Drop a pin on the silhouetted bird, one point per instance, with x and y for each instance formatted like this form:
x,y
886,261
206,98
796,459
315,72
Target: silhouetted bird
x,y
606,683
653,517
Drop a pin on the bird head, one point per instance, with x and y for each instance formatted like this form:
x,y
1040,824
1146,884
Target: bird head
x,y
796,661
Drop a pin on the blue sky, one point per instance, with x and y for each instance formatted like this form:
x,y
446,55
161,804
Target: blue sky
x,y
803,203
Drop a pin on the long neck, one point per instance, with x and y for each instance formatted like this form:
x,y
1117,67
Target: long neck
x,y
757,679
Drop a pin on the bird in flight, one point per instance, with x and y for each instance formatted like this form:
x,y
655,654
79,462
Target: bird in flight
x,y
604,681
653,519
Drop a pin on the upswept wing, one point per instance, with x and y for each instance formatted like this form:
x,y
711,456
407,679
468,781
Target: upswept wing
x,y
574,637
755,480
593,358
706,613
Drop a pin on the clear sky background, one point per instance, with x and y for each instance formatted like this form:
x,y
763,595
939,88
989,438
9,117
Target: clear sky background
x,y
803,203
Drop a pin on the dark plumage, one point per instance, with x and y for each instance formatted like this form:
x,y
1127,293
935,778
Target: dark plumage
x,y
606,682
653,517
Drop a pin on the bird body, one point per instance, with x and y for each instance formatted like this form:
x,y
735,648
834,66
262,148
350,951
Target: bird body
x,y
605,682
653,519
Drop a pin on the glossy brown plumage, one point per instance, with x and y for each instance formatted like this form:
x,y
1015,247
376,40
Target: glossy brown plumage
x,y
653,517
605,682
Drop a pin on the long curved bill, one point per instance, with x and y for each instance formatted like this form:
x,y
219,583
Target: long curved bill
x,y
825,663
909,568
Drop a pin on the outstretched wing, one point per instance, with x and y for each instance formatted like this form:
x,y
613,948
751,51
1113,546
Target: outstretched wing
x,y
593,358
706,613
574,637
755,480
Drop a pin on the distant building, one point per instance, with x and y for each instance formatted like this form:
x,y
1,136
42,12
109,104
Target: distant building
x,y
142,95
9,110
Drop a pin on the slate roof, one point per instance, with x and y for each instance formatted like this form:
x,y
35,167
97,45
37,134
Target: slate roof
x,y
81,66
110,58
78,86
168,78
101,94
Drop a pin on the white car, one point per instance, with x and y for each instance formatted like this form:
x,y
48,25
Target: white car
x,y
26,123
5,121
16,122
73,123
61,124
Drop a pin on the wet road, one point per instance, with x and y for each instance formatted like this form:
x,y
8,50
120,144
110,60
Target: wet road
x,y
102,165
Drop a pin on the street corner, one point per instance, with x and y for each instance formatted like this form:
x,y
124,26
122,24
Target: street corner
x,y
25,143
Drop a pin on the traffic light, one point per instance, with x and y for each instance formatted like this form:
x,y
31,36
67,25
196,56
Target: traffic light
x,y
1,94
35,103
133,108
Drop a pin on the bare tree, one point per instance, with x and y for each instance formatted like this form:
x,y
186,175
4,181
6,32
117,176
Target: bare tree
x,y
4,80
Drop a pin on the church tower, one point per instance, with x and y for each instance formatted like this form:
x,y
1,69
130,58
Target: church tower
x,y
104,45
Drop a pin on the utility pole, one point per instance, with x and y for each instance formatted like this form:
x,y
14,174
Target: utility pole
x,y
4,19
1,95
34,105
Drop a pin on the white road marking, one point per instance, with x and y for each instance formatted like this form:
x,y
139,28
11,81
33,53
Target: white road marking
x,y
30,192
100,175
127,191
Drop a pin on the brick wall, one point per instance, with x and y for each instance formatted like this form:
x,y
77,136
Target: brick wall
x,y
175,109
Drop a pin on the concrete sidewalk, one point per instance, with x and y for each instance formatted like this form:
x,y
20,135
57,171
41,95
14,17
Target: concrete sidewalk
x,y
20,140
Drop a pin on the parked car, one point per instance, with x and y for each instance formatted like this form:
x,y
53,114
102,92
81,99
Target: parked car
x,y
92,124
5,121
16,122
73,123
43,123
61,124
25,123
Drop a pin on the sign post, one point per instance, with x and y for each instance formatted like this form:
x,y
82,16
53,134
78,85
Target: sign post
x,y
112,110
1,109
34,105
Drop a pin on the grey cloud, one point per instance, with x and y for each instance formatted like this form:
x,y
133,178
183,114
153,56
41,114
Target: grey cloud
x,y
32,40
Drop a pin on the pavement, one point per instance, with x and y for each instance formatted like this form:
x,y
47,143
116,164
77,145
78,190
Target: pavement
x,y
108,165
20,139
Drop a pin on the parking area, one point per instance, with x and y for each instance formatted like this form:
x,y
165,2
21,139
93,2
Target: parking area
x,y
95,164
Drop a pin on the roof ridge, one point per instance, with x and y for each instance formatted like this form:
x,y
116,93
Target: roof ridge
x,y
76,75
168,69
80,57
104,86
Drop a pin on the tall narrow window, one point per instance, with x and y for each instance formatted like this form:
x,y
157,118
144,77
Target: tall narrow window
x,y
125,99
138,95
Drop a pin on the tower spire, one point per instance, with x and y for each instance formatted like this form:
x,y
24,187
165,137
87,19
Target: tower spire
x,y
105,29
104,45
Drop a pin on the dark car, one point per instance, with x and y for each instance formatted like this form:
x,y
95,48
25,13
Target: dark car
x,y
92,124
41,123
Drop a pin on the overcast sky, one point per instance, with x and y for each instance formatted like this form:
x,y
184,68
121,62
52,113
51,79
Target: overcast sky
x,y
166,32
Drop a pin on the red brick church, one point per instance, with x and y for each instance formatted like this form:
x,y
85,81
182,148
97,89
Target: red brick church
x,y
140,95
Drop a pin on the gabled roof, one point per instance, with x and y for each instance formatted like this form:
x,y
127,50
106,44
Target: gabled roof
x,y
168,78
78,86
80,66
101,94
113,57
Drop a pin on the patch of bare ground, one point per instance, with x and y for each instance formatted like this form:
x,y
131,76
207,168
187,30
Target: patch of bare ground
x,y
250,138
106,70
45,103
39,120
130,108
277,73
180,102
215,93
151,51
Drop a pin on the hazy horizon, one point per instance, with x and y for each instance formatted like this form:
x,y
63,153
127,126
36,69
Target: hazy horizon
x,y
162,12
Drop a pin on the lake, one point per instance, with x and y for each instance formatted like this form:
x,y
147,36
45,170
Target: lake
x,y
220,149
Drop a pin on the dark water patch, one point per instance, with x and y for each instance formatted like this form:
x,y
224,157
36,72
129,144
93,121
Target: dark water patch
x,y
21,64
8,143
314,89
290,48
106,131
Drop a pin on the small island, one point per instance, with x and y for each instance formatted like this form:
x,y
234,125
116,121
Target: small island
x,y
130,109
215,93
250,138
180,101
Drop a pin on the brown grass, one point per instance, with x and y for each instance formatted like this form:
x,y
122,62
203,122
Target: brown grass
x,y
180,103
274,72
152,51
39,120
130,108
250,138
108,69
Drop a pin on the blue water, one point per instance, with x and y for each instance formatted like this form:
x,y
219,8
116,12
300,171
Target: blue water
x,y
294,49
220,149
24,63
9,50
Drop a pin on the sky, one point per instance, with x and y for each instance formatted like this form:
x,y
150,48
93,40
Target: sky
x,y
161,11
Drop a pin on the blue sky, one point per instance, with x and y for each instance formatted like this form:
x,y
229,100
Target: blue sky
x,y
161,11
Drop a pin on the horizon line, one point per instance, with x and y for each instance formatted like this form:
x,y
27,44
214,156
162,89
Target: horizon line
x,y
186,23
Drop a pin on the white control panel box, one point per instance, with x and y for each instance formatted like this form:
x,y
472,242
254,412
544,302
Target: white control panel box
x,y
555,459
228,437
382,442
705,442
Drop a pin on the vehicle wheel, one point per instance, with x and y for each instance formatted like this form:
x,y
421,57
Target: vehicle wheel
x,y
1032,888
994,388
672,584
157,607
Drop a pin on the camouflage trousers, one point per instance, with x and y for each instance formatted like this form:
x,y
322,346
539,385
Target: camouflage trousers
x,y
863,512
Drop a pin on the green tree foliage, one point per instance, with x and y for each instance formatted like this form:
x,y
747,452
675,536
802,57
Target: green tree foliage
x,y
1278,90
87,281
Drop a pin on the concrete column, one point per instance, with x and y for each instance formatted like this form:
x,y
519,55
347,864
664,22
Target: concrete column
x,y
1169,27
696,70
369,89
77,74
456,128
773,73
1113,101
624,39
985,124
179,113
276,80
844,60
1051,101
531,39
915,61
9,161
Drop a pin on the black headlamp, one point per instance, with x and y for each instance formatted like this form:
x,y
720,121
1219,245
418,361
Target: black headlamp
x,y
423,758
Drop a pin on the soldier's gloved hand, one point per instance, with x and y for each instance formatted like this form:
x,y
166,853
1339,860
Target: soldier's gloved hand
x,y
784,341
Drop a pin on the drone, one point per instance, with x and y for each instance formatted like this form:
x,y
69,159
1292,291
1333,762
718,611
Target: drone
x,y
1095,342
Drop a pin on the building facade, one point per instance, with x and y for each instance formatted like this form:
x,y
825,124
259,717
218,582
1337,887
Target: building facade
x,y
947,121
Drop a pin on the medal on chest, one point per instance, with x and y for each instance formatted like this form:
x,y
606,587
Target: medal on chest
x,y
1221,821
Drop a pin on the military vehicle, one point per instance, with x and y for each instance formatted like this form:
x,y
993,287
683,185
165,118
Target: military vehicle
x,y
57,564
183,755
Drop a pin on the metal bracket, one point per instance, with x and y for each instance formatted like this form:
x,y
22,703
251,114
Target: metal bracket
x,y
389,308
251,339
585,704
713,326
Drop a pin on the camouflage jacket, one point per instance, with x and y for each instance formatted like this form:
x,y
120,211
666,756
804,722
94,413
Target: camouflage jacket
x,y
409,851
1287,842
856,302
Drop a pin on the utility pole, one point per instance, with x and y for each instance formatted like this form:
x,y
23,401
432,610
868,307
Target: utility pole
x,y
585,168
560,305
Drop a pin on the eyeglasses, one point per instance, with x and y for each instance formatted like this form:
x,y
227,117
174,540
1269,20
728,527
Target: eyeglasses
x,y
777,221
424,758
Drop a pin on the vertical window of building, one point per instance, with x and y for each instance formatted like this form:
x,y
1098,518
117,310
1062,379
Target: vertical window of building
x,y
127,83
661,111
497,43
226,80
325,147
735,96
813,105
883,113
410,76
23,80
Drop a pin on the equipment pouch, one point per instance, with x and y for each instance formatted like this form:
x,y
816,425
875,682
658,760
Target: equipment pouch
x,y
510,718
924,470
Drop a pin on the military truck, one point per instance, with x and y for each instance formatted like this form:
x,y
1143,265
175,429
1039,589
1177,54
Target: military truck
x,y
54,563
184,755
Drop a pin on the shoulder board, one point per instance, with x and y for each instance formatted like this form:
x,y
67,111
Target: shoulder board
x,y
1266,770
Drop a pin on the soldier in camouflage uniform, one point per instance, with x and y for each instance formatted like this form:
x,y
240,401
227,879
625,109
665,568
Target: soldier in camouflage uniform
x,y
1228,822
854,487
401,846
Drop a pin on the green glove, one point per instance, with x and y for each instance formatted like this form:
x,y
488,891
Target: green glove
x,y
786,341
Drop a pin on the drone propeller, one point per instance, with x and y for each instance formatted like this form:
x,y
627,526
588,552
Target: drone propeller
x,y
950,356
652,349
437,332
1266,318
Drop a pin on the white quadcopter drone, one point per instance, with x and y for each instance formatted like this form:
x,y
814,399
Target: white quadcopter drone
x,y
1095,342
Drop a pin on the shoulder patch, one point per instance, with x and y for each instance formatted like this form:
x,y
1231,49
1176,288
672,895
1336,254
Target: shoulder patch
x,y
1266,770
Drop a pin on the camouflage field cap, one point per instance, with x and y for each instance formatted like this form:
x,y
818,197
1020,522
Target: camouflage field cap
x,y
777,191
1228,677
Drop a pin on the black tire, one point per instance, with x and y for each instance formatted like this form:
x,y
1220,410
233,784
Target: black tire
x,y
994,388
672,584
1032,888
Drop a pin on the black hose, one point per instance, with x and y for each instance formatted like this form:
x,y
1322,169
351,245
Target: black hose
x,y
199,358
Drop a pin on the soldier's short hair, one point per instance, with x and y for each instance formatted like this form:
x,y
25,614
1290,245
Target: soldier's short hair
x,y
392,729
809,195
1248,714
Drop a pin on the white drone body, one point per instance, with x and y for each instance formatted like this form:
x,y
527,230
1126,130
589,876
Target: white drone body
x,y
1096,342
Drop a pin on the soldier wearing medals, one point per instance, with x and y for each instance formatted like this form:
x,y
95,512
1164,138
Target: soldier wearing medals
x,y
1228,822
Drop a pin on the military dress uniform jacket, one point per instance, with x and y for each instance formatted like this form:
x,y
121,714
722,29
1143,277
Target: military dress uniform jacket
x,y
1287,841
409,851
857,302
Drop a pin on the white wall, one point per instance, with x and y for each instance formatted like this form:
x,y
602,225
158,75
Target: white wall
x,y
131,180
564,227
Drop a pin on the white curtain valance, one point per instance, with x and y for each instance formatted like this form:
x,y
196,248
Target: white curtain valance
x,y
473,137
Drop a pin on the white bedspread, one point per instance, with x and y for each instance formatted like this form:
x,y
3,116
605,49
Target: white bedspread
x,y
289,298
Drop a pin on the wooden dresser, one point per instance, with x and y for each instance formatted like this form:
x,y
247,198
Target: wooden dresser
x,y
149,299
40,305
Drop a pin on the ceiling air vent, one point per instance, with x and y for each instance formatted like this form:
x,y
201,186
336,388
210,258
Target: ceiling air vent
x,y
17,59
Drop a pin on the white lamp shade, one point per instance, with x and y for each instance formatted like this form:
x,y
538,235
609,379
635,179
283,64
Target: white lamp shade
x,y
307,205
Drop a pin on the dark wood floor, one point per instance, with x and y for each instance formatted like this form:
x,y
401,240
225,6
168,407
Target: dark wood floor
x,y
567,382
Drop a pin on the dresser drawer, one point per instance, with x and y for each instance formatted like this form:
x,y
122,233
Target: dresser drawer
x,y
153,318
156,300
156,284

☆ ☆ ☆

EXERCISE
Exactly as written, give the line containing "Drop a pin on the white lamp" and all remaining lines of the records.

RESULT FOR THIS TASK
Drop a pin on the white lamp shade, one point per instance, with x and y for each instance formatted like this form:
x,y
538,235
609,379
635,179
283,64
Target: white lamp shade
x,y
307,205
Drop a pin on the dark wood floor, one point per instance, with x and y for each instance formatted like this form:
x,y
401,240
225,6
168,407
Target: dark wood floor
x,y
567,382
Drop a pin on the dresser drawer, one point per instance, with x and y for each instance formatted like this form:
x,y
122,233
Target: dresser drawer
x,y
153,318
156,300
156,284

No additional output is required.